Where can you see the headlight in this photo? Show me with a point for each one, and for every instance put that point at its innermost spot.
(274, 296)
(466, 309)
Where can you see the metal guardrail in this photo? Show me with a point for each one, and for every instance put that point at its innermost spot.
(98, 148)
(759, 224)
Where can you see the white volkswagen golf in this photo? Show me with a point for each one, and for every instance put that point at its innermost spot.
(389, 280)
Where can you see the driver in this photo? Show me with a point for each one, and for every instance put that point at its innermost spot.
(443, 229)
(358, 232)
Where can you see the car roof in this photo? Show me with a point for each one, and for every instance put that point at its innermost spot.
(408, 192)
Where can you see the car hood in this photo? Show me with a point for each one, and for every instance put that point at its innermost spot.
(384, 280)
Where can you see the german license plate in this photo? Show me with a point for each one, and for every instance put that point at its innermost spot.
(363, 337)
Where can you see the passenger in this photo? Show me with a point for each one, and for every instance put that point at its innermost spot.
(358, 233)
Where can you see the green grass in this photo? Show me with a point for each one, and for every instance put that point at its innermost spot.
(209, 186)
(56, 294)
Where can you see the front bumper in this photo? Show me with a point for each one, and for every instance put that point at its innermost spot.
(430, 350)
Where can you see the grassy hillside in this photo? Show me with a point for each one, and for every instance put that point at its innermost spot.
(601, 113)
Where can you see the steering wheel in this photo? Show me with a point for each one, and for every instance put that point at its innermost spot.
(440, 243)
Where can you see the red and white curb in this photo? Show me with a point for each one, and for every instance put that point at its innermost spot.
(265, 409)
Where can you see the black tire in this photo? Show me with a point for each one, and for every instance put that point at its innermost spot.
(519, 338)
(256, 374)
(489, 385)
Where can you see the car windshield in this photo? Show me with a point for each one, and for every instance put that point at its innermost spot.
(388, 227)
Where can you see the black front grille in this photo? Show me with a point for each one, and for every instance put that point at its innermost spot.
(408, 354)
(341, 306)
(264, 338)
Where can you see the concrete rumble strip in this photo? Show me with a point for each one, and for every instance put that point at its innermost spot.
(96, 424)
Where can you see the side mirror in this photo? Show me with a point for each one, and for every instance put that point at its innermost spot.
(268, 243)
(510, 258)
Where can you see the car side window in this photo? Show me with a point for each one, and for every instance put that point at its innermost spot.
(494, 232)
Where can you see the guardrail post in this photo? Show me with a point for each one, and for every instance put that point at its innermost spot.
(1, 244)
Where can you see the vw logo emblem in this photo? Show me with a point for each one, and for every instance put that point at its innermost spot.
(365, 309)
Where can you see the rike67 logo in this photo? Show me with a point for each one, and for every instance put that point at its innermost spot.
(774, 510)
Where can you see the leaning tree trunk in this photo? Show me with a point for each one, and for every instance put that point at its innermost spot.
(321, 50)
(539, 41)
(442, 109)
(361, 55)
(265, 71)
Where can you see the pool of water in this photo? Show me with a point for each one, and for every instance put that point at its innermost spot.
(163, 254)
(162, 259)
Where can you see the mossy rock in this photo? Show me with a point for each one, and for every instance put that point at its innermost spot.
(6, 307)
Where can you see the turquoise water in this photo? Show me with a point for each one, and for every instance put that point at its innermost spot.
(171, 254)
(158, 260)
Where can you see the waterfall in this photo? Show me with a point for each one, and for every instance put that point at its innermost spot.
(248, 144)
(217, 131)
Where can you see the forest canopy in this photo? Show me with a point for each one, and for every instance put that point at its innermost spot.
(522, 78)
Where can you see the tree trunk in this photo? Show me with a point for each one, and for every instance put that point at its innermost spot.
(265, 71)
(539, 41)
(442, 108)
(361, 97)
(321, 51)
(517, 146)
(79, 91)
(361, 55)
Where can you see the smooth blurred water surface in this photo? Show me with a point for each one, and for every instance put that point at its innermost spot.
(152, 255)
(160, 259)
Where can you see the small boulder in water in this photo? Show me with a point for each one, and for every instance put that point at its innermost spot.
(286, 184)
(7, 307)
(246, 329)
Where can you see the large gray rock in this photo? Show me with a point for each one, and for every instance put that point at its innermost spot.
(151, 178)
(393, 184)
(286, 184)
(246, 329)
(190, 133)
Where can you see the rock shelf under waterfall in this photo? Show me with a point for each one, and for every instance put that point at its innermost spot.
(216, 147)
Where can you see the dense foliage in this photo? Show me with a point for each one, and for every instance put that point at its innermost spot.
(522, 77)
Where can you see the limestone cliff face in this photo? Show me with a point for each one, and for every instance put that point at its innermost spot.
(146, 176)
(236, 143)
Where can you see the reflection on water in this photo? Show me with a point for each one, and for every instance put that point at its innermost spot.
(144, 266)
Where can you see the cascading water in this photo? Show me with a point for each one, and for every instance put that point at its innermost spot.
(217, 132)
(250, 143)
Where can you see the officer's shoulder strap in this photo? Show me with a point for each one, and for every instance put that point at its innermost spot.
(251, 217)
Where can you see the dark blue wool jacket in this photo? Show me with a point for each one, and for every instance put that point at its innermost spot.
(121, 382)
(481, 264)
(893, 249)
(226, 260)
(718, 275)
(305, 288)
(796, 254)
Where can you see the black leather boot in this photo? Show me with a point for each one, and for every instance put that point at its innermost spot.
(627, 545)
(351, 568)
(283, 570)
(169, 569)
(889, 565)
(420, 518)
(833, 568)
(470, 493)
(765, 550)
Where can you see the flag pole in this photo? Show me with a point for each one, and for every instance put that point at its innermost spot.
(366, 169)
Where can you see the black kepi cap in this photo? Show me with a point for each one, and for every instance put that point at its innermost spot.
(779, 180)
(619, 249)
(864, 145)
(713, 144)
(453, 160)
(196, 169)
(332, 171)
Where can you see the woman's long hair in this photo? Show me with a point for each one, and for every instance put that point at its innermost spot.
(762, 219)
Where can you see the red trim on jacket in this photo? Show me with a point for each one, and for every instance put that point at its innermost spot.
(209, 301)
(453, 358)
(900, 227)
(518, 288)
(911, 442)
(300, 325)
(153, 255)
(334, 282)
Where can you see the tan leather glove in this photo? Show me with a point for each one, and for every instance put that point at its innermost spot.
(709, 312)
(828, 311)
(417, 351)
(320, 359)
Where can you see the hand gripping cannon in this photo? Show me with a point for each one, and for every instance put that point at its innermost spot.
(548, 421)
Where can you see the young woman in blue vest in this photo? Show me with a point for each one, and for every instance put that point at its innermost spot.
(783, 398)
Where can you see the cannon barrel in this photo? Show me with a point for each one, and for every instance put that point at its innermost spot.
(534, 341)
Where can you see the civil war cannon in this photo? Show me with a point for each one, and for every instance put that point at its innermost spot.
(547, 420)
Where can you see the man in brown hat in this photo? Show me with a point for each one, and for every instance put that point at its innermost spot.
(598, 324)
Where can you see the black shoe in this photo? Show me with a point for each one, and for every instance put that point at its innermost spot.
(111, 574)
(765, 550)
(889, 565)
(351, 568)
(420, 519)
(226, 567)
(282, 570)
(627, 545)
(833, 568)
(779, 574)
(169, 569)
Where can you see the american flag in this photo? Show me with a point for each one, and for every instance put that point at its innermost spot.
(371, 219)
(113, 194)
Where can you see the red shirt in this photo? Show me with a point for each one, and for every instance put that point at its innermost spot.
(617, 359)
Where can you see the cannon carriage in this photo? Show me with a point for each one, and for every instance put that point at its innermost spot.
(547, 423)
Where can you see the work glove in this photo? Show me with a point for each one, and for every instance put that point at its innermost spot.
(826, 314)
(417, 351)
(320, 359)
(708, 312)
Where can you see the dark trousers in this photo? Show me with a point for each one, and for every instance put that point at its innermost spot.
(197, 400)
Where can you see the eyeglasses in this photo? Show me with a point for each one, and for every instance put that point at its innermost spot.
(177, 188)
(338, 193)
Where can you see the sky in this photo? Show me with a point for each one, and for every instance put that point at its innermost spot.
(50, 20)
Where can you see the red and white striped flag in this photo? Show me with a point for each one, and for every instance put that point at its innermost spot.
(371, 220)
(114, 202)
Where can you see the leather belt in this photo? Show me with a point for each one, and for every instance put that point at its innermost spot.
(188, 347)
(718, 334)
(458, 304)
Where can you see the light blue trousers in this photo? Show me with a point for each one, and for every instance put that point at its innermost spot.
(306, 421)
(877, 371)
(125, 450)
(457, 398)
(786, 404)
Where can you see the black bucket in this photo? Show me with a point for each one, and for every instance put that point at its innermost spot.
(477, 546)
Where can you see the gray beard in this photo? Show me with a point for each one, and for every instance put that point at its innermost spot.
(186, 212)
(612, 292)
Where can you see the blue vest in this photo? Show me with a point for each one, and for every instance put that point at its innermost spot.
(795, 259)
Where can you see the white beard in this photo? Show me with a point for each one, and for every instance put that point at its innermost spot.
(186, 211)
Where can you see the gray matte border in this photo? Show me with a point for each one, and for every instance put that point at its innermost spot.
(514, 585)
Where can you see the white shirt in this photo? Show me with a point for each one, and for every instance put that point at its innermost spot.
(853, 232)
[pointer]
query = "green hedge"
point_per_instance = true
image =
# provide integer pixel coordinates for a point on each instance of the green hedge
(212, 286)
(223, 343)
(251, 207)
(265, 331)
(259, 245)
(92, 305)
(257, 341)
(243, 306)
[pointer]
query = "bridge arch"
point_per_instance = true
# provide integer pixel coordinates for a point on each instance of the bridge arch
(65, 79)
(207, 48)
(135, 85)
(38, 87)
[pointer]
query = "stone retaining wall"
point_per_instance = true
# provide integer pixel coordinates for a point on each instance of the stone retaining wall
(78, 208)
===
EXERCISE OBJECTIVE -
Every line where "query" appears must be returned from the listing above.

ANSWER SECTION -
query = "green hedge"
query = "bridge arch"
query = "stone retaining wall"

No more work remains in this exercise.